## Exercise directions:
Make an exact transcription of the data below.

*** Data for review ***

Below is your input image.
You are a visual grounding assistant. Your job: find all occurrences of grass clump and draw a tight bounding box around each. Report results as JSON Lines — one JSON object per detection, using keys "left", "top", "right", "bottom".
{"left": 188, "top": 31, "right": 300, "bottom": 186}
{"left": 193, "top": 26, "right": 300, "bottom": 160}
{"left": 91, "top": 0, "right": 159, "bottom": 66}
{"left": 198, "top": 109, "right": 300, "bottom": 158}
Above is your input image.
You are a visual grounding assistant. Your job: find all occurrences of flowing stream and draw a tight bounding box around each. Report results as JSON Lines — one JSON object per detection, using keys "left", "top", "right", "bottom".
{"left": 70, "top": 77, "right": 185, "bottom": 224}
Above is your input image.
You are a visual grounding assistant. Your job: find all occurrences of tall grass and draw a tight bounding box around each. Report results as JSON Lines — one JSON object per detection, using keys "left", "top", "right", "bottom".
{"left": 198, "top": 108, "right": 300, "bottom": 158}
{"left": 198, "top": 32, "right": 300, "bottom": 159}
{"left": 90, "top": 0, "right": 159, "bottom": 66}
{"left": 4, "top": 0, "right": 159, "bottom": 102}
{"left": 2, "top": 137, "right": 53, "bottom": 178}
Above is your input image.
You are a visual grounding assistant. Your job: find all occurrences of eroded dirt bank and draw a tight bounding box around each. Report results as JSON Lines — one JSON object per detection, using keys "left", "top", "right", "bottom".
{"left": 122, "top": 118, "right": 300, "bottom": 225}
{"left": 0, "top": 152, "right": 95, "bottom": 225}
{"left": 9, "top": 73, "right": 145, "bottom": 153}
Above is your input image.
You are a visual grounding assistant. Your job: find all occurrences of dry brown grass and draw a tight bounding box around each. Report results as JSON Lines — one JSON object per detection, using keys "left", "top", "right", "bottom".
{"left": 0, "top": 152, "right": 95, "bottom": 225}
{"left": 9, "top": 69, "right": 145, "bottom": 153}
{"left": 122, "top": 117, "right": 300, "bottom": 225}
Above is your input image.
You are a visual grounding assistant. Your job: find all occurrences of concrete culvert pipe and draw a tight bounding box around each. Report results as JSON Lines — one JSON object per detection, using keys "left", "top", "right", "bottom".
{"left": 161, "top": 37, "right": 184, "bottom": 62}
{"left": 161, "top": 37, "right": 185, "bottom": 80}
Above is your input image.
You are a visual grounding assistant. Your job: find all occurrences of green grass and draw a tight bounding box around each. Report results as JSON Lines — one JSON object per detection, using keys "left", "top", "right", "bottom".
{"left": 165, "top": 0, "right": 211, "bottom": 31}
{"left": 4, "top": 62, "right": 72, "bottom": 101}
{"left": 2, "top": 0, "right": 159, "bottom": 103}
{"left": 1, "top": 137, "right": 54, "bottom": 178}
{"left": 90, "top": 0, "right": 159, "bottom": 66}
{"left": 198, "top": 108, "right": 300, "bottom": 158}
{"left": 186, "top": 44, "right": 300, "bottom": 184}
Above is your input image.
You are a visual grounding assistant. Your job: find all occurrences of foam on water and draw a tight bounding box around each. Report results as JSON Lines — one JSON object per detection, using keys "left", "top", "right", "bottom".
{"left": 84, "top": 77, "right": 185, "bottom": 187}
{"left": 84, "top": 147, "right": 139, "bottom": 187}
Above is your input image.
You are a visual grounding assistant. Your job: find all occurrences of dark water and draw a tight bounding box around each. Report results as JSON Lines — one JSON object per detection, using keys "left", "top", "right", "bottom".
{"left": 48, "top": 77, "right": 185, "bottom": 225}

*** End of Data for review ***

## Answer for the task:
Below is your input image.
You are a visual grounding assistant. Your job: find all occurrences of grass clump and draw a tight bounding box around each. Report results as JSON Lines — one JSON object per detection, using keys "left", "top", "right", "bottom".
{"left": 188, "top": 31, "right": 300, "bottom": 186}
{"left": 193, "top": 26, "right": 300, "bottom": 160}
{"left": 91, "top": 0, "right": 159, "bottom": 66}
{"left": 198, "top": 109, "right": 300, "bottom": 158}
Above is your input image.
You are a visual grounding assistant. Your job: find all occurrences of flowing stream and draw a tight bounding box around each. Report results as JSON Lines — one JSON object per detection, using keys "left", "top", "right", "bottom".
{"left": 70, "top": 77, "right": 185, "bottom": 224}
Above is your input image.
You are a visual grounding assistant. Your job: find all occurrences of tall grass and draw a tight bounding box around each. Report results as JSON Lines — one JSON object per detection, using keys "left", "top", "right", "bottom".
{"left": 198, "top": 108, "right": 300, "bottom": 158}
{"left": 198, "top": 32, "right": 300, "bottom": 159}
{"left": 90, "top": 0, "right": 159, "bottom": 66}
{"left": 4, "top": 0, "right": 159, "bottom": 102}
{"left": 2, "top": 137, "right": 53, "bottom": 178}
Above is your input image.
You are a visual grounding assistant. Your job: find all occurrences of eroded dirt bank and draw a tight bounding box around each. Report results as JSON Lines — one JSON object per detection, using keys "left", "top", "right", "bottom".
{"left": 122, "top": 118, "right": 300, "bottom": 225}
{"left": 0, "top": 152, "right": 95, "bottom": 225}
{"left": 9, "top": 73, "right": 145, "bottom": 153}
Above is your input image.
You are a visual grounding assistant. Your job: find all occurrences of dry brown grass and draw a tight bounding box around each. Report results as JSON Lines — one JSON object per detection, using keys "left", "top", "right", "bottom".
{"left": 0, "top": 152, "right": 95, "bottom": 225}
{"left": 9, "top": 69, "right": 145, "bottom": 153}
{"left": 122, "top": 117, "right": 300, "bottom": 225}
Above is your input image.
You are a visual grounding assistant. Your job: find all occurrences of concrete culvert pipe and draw a tight bounding box around each. Report results as JSON Lines — one JSON object per detection, using keys "left", "top", "right", "bottom".
{"left": 161, "top": 37, "right": 184, "bottom": 62}
{"left": 161, "top": 37, "right": 185, "bottom": 80}
Above is your input image.
You are a visual grounding assistant. Your job: find all occurrences of green grass and draw a tight bounding box around each. Report results as JSON Lines — one JSON object per detection, using keys "left", "top", "right", "bottom".
{"left": 165, "top": 0, "right": 211, "bottom": 31}
{"left": 4, "top": 62, "right": 72, "bottom": 101}
{"left": 2, "top": 0, "right": 159, "bottom": 103}
{"left": 1, "top": 137, "right": 54, "bottom": 178}
{"left": 90, "top": 0, "right": 159, "bottom": 66}
{"left": 198, "top": 108, "right": 300, "bottom": 158}
{"left": 186, "top": 44, "right": 300, "bottom": 184}
Above is your input image.
You are a visual grounding assistant. Your job: find all occurrences of foam on water and draw a tight bounding box around each. Report results as JSON Lines — one JSON object per detection, using keys "left", "top", "right", "bottom".
{"left": 84, "top": 77, "right": 185, "bottom": 187}
{"left": 84, "top": 147, "right": 139, "bottom": 187}
Above is your input image.
You are a visual grounding assistant. Your job: find all occurrences of dark water and draw a tight bounding box around each. Report results as JSON Lines — one JSON object per detection, using keys "left", "top", "right", "bottom".
{"left": 48, "top": 77, "right": 185, "bottom": 225}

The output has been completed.